**Tarefa atribuída 1**
Imprima tudo o que vai de "Fofa demais para" até "carne de tartaruga." no texto sobre carne de tartaruga, sem nenhuma alteração.
**Tarefa atribuída 2**
Por favor, diga se cada afirmação abaixo está de acordo com o texto sobre carne de tartaruga, respondendo sim ou não e citando literalmente as palavras do texto que decidem a resposta.
(a) Oito crianças e uma mulher morreram depois de comer carne de tartaruga marinha na ilha de Pemba.
(b) Já se sabe exatamente por que a carne de tartaruga se torna perigosa para humanos.
(c) As tartarugas que convivem com as cianobactérias mostram sintomas de doença.
**Tarefa atribuída 3**
Retome o texto sobre carne de tartaruga e escreva a continuação a partir da última frase apresentada.

**Trecho do documento**
Fofa demais para comermos? Mortes por ingestão de tartaruga geram reflexão
Na semana passada, oito crianças e uma mulher morreram após comer carne de tartaruga marinha na ilha de Pemba, em Zanzibar, no leste da África. Outras 78 pessoas também foram hospitalizadas, todas haviam ingerido carne de tartaruga.
O motivo? Um tipo de intoxicação alimentar, o quelonitoxismo, causado pela carne do animal e que possui uma taxa de mortalidade bem alta. Não se sabe o motivo exato de a carne tornar-se perigosa para humanos, mas acredita-se que a toxicidade seja causada por cianobactérias que podem conviver tranquilamente com as tartarugas, de modo que elas não apresentam nenhum sintoma de estarem doentes ou debilitadas.
Após a notícia viralizar, pipocaram comentários nas redes sociais do tipo "bem feito" e "acho pouco". A reação era esperada, tratando-se de um animal marinho que sensibiliza e comove muitas pessoas. Na conservação marinha, existem até jargões para isso: animais com "alto índice de fofulência", que compõem a "fofofauna": são baleias, golfinhos, tartarugas marinhas, focas ou qualquer animal capaz de causar o efeito "awwwwn".
O que chama atenção no caso é o esquecimento (ou talvez desconhecimento total) de que até poucas décadas atrás, a carne de tartaruga marinha era um prato comum em muitas praias brasileiras, com ovos de tartaruga chegando a ser servidos como aperitivo em bares praieiros.

**Dados de origem**
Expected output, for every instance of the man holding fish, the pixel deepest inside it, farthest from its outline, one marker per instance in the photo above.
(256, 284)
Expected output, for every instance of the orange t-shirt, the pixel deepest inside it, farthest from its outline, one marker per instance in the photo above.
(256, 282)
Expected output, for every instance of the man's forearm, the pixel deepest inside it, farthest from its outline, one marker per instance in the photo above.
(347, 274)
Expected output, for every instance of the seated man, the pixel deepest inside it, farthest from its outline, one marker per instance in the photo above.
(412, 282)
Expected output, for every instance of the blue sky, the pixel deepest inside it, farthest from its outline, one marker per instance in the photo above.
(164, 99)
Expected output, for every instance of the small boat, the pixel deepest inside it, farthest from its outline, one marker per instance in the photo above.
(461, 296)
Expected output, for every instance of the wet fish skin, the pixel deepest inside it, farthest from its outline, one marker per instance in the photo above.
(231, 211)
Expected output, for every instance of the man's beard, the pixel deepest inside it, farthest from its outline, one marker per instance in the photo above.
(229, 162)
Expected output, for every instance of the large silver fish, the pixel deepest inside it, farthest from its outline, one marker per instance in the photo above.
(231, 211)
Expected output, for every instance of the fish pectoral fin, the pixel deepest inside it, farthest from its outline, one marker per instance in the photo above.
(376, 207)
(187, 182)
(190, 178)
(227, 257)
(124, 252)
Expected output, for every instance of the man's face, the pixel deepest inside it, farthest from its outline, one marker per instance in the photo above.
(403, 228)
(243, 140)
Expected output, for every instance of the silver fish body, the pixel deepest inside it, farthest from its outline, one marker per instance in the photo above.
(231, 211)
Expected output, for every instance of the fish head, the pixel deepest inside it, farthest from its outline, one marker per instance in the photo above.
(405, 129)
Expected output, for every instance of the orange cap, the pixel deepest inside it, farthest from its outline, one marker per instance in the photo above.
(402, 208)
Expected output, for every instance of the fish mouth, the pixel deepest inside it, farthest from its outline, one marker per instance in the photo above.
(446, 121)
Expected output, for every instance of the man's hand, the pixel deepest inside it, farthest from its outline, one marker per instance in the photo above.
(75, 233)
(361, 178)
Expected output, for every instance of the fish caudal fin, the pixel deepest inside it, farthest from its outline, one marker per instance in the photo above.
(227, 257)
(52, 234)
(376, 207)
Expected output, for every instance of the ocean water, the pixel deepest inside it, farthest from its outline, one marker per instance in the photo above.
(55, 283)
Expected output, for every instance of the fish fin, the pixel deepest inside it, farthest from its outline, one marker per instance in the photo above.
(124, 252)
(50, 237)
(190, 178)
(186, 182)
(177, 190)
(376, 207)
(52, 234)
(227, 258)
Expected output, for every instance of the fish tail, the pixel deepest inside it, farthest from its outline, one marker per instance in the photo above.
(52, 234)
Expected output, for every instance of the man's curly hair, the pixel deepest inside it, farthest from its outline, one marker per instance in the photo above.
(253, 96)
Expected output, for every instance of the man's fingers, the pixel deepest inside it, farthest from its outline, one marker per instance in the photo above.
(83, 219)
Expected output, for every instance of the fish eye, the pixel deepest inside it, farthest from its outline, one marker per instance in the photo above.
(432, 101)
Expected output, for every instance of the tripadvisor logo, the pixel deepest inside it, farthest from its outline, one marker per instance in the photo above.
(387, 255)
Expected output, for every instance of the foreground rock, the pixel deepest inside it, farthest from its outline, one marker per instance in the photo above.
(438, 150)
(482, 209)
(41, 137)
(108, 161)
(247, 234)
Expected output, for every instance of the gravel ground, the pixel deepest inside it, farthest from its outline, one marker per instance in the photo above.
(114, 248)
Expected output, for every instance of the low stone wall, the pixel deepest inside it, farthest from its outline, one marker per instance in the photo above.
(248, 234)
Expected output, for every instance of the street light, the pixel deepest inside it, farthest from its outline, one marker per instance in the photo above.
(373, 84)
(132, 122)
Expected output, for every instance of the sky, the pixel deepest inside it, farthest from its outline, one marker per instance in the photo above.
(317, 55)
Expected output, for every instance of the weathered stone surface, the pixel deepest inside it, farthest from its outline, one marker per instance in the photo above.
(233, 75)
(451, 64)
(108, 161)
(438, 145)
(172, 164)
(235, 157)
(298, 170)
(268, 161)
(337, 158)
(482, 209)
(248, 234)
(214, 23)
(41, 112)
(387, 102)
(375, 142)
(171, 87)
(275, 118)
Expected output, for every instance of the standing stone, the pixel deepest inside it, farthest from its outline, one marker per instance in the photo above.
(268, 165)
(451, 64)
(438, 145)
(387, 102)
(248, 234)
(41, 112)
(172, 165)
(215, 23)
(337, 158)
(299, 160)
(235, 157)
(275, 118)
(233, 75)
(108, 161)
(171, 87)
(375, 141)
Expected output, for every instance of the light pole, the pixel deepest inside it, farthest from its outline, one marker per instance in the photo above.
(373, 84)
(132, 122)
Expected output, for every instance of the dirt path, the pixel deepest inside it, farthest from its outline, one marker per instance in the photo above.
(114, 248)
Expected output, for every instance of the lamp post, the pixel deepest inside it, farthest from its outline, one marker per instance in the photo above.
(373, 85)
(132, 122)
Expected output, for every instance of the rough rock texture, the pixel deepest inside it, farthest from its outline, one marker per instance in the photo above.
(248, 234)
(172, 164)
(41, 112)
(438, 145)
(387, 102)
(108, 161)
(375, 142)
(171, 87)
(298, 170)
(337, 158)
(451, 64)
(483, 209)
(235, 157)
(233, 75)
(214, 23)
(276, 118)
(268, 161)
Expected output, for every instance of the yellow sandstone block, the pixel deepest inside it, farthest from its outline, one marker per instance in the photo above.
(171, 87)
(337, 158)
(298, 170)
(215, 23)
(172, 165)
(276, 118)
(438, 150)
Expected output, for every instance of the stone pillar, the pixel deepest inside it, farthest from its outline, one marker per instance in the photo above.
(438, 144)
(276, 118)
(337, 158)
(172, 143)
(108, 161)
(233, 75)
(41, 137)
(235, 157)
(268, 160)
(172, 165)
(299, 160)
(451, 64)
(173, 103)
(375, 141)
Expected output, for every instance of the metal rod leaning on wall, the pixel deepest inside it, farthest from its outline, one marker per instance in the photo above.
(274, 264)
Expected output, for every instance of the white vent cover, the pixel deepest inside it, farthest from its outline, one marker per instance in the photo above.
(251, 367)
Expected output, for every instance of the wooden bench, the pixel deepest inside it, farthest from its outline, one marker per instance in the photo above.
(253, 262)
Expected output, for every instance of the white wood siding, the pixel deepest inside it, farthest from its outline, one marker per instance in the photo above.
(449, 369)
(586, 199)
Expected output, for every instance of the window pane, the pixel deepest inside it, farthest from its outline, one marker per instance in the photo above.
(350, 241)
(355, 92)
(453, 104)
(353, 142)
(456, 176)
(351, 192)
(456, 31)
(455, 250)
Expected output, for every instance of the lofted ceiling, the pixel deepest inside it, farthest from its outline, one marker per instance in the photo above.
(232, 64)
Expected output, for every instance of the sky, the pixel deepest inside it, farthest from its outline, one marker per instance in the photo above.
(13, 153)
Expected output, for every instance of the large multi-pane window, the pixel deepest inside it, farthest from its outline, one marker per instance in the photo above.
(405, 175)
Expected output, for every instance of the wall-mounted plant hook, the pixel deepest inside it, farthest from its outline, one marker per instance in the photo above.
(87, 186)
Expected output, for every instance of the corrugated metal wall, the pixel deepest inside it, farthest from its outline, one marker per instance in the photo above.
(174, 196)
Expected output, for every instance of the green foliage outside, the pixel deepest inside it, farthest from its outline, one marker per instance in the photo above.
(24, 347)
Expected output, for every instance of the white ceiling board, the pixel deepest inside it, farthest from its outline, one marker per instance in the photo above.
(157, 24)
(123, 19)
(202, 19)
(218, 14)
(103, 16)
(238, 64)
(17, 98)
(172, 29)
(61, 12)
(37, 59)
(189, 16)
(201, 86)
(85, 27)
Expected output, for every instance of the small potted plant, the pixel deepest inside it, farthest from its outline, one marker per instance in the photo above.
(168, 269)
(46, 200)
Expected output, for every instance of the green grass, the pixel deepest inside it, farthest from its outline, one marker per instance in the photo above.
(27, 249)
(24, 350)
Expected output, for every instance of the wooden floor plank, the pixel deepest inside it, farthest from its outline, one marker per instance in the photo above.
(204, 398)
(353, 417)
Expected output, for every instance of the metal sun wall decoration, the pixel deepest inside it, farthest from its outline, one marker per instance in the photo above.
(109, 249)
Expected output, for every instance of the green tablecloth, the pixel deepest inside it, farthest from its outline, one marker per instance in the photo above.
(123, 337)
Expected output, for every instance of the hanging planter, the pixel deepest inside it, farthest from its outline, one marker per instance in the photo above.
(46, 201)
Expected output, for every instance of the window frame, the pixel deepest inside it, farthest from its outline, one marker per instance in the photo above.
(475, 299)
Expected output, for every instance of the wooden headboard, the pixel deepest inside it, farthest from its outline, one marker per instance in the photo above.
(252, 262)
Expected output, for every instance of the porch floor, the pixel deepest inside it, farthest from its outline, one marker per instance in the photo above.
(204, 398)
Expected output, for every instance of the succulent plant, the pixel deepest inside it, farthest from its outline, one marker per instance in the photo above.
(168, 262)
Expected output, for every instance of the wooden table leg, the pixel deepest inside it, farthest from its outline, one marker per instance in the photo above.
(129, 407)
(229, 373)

**Resposta final 1**
Fofa demais para comermos? Mortes por ingestão de tartaruga geram reflexão
Na semana passada, oito crianças e uma mulher morreram após comer carne de tartaruga marinha na ilha de Pemba, em Zanzibar, no leste da África. Outras 78 pessoas também foram hospitalizadas, todas haviam ingerido carne de tartaruga.

**Resposta final 2**
(a) Sim: "oito crianças e uma mulher morreram após comer carne de tartaruga marinha na ilha de Pemba"
(b) Não: "Não se sabe o motivo exato de a carne tornar-se perigosa para humanos"
(c) Não: "elas não apresentam nenhum sintoma de estarem doentes ou debilitadas"

**Resposta final 3**
Foram necessárias décadas de trabalho por conservacionistas para mudar esse cenário. O Projeto Tamar consolidou-se como a iniciativa mais conhecida, mas o esforço remonta desde a década de 60, com a criação do IBDF (Instituto Brasileiro de Desenvolvimento Florestal, uma "primeira versão" do Ibama) e a entrada de duas espécies de tartarugas para a lista de espécies ameaçadas.
Por mais que no Brasil o hábito tenha ficado em grande parte no passado, lembro-me de quando percorri uma praia em Itacaré (BA) em 2017 e, próximo a uma comunidade vulnerável, encontrei tripas e um casco de uma tartaruga em meio às pedras, ficando, de início, sem entender o que poderia ter acontecido.
A verdade é que hoje, para a maioria das pessoas, as tartarugas valem muito mais vivas do que mortas, gerando selfies, trabalho e renda por meio do turismo - e por isso saíram do cardápio. Mas não é assim em todo lugar, e em outros cantos do mundo, a carne pode ser até um 'subproduto' do casco comercializado como decoração. Afinal, nem toda carne de tartaruga é tóxica, ainda que seja difícil precisar quanto, por se tratar de uma atividade não regulamentada.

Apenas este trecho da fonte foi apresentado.